##### Recorded information #####

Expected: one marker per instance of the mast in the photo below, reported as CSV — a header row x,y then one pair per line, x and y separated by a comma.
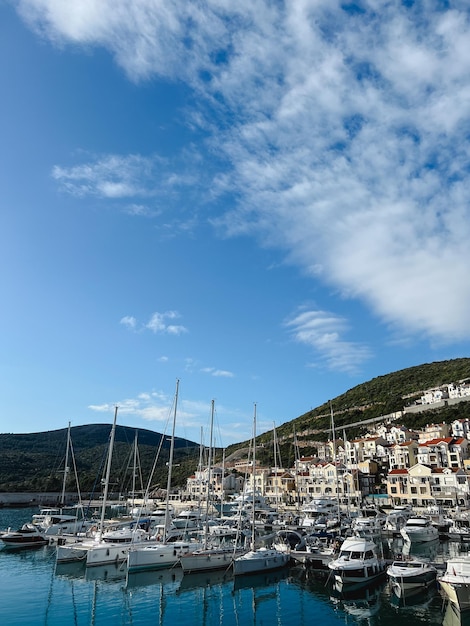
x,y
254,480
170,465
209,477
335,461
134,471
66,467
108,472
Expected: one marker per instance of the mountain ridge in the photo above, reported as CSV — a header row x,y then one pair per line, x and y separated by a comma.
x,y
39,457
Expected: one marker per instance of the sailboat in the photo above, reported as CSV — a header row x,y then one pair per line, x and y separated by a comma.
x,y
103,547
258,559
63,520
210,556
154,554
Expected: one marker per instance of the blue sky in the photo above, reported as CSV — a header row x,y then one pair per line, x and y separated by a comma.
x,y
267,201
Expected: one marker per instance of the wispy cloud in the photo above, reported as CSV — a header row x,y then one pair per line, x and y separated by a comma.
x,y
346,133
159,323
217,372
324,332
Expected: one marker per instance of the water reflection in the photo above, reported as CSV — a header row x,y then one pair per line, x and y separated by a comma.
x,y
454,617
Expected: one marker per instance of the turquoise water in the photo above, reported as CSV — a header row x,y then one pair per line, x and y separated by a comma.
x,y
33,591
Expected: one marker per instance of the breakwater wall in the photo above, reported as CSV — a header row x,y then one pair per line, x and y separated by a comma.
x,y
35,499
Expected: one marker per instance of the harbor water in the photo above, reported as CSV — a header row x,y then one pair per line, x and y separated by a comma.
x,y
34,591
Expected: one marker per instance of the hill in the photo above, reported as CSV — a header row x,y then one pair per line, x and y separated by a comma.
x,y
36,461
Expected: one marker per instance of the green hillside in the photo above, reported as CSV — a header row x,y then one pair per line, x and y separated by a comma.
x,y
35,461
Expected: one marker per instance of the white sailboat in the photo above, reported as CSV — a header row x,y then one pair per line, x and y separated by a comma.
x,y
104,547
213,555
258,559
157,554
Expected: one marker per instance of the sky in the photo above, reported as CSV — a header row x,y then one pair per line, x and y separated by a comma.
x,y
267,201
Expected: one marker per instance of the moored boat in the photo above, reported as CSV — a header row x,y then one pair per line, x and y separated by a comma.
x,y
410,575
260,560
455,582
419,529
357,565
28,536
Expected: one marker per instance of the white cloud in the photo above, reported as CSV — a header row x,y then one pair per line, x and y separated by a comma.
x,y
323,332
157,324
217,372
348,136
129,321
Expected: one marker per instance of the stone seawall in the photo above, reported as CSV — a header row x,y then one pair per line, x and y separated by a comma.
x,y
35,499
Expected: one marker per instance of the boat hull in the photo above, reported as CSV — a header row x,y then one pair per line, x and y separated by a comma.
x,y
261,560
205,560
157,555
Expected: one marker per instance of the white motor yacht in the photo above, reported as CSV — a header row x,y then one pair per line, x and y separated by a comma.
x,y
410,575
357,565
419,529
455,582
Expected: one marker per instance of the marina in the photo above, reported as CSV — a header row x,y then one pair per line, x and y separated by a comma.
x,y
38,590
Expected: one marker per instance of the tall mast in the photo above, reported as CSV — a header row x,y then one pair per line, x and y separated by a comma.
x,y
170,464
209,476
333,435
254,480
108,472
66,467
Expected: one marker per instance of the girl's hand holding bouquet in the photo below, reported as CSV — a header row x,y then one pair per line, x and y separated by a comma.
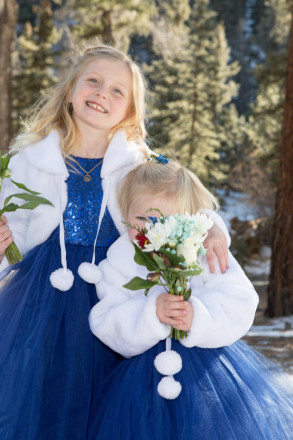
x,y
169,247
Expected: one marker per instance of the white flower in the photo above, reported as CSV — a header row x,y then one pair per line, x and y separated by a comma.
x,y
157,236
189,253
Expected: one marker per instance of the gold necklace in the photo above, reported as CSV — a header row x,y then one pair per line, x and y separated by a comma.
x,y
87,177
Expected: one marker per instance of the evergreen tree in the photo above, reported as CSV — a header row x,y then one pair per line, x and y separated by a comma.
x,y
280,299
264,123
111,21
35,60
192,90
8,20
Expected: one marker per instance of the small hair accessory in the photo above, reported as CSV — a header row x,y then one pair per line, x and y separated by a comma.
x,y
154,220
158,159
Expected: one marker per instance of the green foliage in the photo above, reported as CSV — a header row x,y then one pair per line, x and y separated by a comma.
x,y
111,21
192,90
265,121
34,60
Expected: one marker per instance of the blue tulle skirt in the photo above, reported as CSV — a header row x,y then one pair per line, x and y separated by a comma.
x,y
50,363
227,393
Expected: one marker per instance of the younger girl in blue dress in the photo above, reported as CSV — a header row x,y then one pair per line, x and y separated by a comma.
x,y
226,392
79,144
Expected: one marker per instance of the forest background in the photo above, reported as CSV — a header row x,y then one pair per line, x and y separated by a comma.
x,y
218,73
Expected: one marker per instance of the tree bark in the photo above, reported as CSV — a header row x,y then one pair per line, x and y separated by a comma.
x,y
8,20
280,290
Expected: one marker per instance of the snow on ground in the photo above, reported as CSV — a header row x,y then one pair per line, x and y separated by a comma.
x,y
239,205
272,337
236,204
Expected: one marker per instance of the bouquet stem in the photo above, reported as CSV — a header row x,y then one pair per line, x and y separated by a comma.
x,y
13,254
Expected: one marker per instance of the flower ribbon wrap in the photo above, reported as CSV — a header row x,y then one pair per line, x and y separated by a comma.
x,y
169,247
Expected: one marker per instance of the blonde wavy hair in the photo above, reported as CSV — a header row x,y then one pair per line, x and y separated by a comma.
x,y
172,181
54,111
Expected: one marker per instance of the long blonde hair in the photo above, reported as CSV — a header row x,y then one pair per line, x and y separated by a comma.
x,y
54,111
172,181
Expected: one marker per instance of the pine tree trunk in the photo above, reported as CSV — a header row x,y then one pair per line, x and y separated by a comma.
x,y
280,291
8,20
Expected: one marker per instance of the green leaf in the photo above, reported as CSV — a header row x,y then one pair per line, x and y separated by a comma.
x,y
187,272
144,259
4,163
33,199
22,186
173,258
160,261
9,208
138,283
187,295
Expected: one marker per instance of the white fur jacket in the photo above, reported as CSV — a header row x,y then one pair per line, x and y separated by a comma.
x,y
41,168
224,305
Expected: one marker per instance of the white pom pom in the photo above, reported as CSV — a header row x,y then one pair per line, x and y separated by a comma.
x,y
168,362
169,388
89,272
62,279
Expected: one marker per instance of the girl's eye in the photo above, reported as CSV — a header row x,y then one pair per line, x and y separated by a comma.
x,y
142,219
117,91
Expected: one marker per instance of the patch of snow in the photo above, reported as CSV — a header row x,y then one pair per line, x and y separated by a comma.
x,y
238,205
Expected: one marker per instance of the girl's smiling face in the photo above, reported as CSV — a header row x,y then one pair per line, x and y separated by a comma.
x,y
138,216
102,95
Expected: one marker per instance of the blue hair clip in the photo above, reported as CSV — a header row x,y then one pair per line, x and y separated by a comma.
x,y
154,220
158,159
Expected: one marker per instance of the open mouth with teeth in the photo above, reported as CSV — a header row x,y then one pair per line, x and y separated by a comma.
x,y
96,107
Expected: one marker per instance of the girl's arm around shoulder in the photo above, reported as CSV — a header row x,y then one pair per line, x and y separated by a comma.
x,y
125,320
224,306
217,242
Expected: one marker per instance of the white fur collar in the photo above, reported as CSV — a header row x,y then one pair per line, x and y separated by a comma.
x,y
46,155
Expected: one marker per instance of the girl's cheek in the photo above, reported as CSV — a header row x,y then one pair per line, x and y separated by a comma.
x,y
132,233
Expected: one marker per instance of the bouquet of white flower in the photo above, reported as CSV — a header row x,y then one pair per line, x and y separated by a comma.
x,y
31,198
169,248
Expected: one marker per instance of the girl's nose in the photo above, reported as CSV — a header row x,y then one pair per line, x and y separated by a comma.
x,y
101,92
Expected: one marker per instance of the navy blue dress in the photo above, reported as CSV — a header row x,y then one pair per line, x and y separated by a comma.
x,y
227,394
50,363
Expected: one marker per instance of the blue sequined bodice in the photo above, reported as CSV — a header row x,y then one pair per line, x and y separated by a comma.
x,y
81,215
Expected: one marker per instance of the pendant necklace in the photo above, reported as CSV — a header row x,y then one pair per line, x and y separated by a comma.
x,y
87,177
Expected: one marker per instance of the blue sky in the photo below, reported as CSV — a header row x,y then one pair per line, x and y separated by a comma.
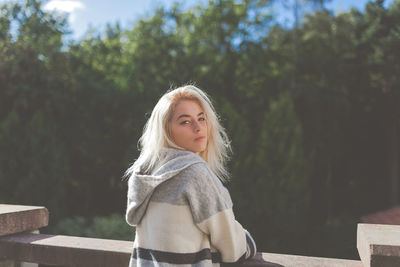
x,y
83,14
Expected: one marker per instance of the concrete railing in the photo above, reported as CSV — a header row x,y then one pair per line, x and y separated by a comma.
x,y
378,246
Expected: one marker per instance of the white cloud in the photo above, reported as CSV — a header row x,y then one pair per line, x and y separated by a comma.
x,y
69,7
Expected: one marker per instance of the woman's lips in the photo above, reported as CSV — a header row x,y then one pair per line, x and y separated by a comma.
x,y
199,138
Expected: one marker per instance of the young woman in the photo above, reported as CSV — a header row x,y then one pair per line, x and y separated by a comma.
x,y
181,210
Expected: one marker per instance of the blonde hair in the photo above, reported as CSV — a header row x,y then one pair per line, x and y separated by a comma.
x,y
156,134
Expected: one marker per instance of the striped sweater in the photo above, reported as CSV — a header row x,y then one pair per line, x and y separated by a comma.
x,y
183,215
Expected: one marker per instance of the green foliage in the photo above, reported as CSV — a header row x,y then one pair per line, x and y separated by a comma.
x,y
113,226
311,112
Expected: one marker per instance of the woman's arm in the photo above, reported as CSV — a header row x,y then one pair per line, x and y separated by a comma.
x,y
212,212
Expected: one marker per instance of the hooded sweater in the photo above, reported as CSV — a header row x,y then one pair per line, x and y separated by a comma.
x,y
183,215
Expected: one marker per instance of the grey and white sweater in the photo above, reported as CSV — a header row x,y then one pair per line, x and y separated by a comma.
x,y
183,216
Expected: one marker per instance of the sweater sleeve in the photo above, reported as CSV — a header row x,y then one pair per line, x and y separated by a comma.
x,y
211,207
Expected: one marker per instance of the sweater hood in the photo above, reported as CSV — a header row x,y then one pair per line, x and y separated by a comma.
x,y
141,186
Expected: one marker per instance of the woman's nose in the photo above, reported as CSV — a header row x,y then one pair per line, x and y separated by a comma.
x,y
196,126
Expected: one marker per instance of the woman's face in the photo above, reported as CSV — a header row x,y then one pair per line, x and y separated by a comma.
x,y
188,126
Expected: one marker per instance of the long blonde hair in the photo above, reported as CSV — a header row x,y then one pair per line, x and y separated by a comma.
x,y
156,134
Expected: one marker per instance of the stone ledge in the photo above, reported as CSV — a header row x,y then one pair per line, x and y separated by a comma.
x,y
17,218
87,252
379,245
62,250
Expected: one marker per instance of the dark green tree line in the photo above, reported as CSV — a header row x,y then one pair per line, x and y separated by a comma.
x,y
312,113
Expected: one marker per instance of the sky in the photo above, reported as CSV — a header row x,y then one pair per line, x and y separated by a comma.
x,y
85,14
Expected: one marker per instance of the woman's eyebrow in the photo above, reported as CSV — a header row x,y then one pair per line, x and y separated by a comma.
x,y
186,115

#####
##### Recorded information #####

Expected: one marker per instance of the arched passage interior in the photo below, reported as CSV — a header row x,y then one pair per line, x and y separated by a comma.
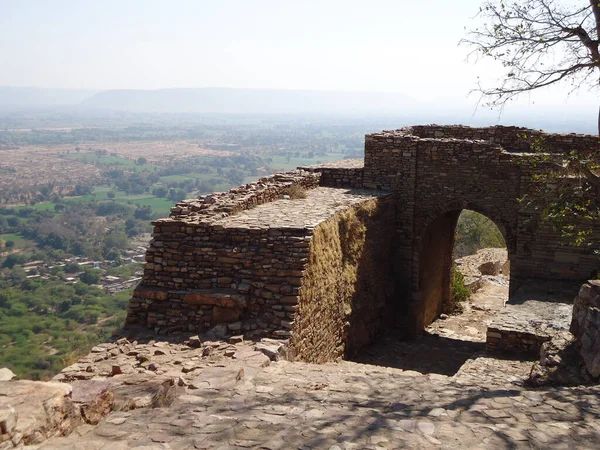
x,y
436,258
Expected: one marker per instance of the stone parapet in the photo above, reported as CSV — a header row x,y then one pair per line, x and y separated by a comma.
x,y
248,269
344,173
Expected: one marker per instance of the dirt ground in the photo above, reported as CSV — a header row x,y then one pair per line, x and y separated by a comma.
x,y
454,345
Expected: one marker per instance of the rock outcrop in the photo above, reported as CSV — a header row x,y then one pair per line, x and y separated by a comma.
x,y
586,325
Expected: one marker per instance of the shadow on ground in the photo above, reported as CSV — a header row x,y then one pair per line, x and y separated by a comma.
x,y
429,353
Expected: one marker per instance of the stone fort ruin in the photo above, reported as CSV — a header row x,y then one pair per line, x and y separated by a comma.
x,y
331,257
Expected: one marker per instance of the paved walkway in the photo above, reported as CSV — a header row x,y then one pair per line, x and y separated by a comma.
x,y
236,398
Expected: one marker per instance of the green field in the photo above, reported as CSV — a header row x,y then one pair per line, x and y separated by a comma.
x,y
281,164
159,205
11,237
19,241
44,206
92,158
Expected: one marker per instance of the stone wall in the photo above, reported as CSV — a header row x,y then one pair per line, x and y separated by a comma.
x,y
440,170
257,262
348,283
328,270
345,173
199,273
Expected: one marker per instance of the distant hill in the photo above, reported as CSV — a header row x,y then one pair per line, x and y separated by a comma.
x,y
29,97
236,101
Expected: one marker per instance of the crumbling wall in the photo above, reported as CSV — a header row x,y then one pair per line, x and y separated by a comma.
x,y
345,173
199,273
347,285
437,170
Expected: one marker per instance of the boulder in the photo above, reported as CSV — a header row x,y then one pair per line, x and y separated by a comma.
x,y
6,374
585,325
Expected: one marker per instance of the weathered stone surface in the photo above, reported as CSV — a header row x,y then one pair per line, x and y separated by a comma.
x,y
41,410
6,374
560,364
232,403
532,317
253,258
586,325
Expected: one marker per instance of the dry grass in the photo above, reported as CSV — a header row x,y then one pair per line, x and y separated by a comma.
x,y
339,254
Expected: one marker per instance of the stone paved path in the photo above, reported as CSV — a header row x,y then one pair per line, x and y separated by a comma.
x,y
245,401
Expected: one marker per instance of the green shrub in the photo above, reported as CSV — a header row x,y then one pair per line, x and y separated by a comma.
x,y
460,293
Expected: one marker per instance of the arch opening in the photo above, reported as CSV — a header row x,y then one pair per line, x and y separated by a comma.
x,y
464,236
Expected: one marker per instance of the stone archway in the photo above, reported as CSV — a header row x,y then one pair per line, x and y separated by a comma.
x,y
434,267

#####

• _Aim_: Extract every line of the data above that contains the string "snow". The match is case-sensitive.

• _Result of the task_:
Expected: one marker per instance of the snow on ground in the photo above, reported as CSV — a header row x,y then one pair per line, x and y separated by a comma.
Expected: one marker per instance of the patch of snow in the photo above, reported as CSV — a header row x,y then one pair per line, x and y separated by a comma.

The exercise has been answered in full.